(Location annotation dataset excerpts)
►

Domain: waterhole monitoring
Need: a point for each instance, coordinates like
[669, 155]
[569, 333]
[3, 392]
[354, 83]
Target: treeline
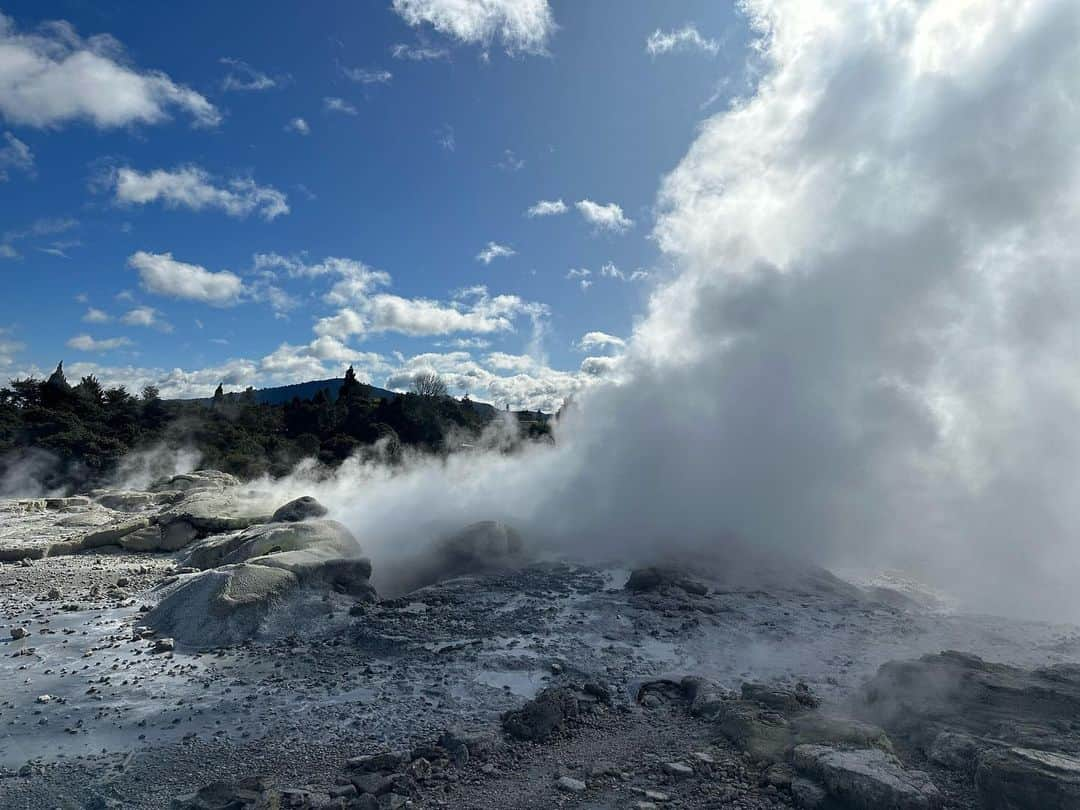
[86, 429]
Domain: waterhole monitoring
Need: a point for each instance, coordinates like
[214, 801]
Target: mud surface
[91, 710]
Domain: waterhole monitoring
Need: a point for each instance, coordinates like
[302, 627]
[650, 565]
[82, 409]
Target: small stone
[420, 769]
[569, 784]
[678, 769]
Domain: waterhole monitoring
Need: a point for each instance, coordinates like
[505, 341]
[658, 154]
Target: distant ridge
[281, 394]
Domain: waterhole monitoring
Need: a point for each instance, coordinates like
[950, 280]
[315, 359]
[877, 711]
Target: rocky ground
[516, 683]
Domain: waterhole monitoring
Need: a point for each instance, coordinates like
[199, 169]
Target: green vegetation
[86, 430]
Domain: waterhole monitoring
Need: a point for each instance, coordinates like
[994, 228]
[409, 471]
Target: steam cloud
[868, 356]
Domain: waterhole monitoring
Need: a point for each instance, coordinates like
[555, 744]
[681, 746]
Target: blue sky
[259, 194]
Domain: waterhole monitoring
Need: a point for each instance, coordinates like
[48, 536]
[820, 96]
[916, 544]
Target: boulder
[1013, 779]
[955, 751]
[705, 697]
[224, 795]
[655, 578]
[782, 700]
[130, 501]
[763, 733]
[844, 731]
[316, 551]
[248, 572]
[482, 548]
[866, 779]
[300, 509]
[960, 693]
[193, 481]
[219, 606]
[543, 716]
[111, 535]
[145, 539]
[208, 512]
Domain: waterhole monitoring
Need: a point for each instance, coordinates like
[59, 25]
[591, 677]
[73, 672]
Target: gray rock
[147, 539]
[387, 760]
[220, 606]
[300, 509]
[955, 751]
[568, 784]
[782, 700]
[129, 501]
[678, 769]
[1014, 779]
[705, 697]
[960, 693]
[866, 779]
[655, 578]
[807, 794]
[760, 732]
[481, 548]
[544, 715]
[111, 535]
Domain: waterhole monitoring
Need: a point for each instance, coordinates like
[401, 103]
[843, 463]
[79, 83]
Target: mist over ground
[867, 355]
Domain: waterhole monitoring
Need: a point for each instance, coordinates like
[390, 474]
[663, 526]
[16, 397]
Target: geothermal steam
[869, 353]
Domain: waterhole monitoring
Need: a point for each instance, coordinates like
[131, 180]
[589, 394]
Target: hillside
[282, 394]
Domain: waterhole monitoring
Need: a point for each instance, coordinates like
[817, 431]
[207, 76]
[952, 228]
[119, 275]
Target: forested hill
[308, 390]
[75, 436]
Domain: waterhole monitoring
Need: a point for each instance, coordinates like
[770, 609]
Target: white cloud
[355, 279]
[15, 154]
[610, 271]
[86, 343]
[495, 251]
[289, 363]
[471, 311]
[367, 76]
[503, 362]
[510, 162]
[444, 136]
[162, 274]
[193, 188]
[518, 25]
[332, 104]
[530, 386]
[147, 316]
[43, 227]
[592, 341]
[55, 77]
[9, 349]
[243, 78]
[607, 217]
[96, 315]
[686, 38]
[298, 125]
[873, 333]
[547, 208]
[418, 53]
[174, 382]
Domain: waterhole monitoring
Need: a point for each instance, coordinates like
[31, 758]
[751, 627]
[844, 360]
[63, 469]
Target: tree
[350, 387]
[429, 383]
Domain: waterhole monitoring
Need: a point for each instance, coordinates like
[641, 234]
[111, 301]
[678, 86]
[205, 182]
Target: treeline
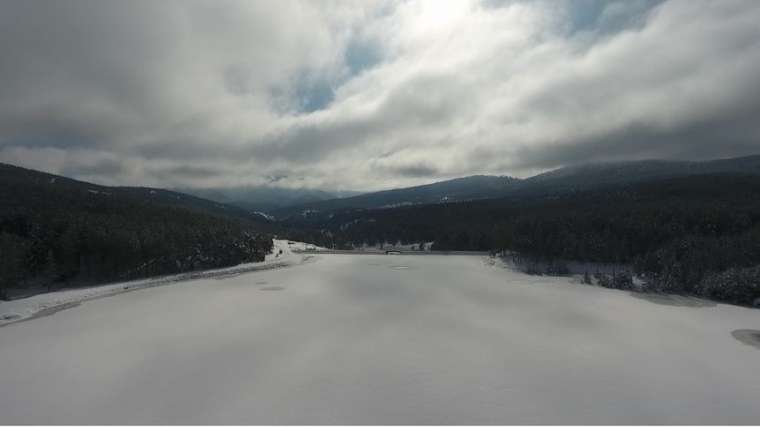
[70, 235]
[689, 235]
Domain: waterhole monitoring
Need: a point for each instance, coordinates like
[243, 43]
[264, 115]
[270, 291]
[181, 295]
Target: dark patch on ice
[750, 337]
[673, 300]
[49, 311]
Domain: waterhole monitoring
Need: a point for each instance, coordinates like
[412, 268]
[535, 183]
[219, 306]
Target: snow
[13, 311]
[376, 339]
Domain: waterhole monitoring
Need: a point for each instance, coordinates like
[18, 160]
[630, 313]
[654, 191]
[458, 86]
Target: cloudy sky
[363, 95]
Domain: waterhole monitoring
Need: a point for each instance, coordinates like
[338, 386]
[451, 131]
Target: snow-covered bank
[43, 304]
[377, 339]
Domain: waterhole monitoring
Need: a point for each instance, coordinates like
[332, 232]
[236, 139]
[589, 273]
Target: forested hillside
[58, 232]
[685, 234]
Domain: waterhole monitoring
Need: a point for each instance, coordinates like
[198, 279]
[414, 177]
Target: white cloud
[215, 93]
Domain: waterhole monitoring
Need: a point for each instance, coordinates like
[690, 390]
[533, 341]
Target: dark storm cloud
[371, 95]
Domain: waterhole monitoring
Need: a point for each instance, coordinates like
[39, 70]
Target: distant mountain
[597, 175]
[460, 189]
[57, 232]
[264, 199]
[562, 180]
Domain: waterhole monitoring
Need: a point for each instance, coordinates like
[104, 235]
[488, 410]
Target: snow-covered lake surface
[382, 339]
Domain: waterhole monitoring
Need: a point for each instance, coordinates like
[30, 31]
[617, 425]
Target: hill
[263, 199]
[57, 232]
[455, 190]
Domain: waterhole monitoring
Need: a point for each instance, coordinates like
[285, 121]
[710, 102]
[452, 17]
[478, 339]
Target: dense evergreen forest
[57, 232]
[693, 235]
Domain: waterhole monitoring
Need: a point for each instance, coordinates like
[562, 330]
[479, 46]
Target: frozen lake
[382, 339]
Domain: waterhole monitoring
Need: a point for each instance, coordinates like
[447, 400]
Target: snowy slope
[378, 339]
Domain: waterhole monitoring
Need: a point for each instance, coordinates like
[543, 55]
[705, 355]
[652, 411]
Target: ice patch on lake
[748, 336]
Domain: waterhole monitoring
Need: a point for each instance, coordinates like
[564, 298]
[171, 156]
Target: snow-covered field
[382, 339]
[39, 305]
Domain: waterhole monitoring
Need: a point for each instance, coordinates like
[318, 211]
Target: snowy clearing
[51, 302]
[382, 339]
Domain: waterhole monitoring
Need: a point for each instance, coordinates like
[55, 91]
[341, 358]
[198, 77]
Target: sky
[370, 95]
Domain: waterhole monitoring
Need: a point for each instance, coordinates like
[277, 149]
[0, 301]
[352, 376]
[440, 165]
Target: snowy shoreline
[45, 304]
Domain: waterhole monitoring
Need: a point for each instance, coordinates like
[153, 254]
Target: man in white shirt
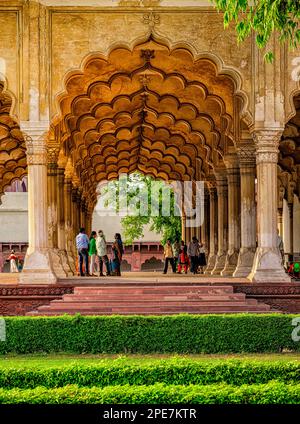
[82, 245]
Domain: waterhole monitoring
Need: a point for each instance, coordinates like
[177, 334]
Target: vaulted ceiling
[148, 109]
[13, 163]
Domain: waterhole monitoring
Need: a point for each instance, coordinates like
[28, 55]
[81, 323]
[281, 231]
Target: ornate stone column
[222, 190]
[203, 237]
[213, 233]
[291, 227]
[183, 227]
[52, 196]
[38, 267]
[60, 207]
[234, 231]
[68, 216]
[267, 266]
[248, 210]
[61, 236]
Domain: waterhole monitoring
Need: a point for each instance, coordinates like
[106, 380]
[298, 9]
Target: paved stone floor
[136, 277]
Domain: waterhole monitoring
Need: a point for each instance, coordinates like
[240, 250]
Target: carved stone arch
[167, 130]
[13, 163]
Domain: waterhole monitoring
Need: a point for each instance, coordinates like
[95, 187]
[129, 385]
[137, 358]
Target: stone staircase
[151, 299]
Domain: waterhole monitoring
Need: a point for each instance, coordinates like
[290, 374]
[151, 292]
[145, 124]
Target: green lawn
[48, 360]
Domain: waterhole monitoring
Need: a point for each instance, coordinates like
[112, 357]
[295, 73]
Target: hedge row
[142, 334]
[271, 393]
[169, 372]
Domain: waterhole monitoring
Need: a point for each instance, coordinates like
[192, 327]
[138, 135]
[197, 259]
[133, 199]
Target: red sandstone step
[152, 298]
[152, 289]
[133, 304]
[151, 311]
[88, 313]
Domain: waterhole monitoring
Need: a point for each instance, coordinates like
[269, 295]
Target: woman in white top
[102, 253]
[13, 262]
[201, 259]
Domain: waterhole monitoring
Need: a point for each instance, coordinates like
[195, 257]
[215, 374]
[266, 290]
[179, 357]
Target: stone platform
[147, 293]
[159, 298]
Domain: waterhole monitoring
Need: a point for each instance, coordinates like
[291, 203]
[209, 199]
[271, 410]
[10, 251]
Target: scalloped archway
[151, 108]
[13, 164]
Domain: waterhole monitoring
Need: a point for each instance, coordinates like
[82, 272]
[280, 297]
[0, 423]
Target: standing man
[169, 257]
[102, 253]
[176, 251]
[82, 245]
[193, 252]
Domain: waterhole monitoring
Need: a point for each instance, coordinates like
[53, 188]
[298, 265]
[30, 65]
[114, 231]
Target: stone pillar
[38, 267]
[267, 266]
[213, 233]
[291, 227]
[248, 211]
[280, 221]
[61, 236]
[52, 204]
[61, 208]
[204, 229]
[183, 228]
[234, 229]
[75, 224]
[222, 191]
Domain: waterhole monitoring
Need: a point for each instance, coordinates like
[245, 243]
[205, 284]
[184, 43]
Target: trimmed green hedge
[150, 334]
[179, 372]
[271, 393]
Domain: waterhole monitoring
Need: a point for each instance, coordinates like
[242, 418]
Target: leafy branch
[264, 17]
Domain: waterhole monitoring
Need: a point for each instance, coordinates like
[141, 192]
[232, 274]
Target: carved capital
[52, 156]
[151, 20]
[267, 143]
[36, 151]
[246, 155]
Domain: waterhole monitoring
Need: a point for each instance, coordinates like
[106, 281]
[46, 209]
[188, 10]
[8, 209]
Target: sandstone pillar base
[245, 262]
[267, 267]
[38, 268]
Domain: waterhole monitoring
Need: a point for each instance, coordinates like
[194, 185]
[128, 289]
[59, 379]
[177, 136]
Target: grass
[57, 360]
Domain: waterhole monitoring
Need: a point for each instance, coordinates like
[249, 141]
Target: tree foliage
[133, 225]
[264, 17]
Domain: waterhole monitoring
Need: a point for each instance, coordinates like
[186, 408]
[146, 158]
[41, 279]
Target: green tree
[133, 225]
[264, 17]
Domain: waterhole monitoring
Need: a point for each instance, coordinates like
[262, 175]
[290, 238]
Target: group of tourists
[93, 253]
[182, 257]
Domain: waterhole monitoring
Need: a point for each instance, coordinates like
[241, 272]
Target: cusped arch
[190, 94]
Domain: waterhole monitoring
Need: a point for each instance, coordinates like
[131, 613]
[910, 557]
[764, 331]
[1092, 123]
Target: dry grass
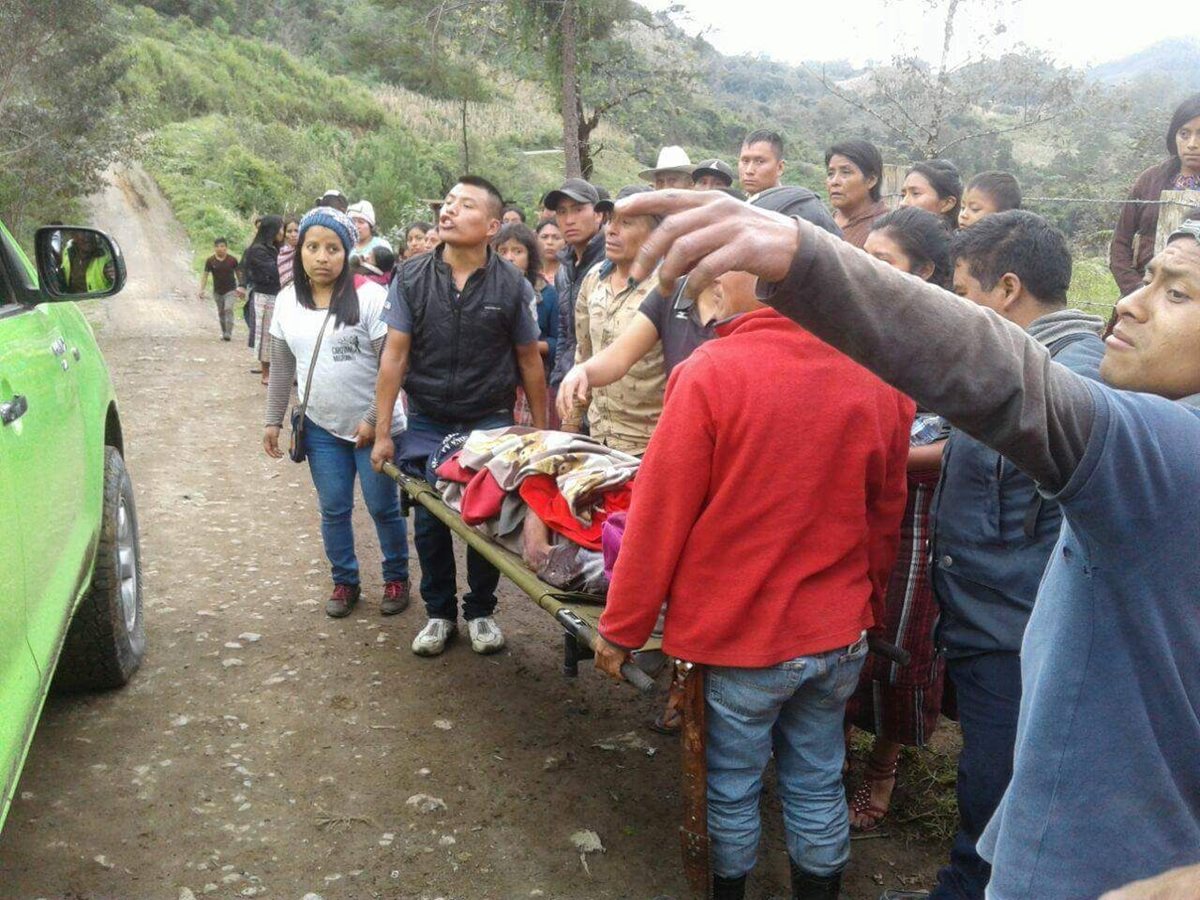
[923, 805]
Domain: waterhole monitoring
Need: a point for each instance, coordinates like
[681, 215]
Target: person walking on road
[222, 265]
[262, 268]
[339, 429]
[461, 335]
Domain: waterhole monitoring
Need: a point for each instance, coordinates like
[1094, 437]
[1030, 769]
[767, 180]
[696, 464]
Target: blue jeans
[334, 462]
[797, 709]
[989, 694]
[435, 541]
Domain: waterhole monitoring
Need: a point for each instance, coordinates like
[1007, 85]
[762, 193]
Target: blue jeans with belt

◄

» **Stated exercise**
Gather each line of the listing above that contains the word "carved", and copy every such line in full.

» **Output below**
Target: carved stone arch
Target: carved capital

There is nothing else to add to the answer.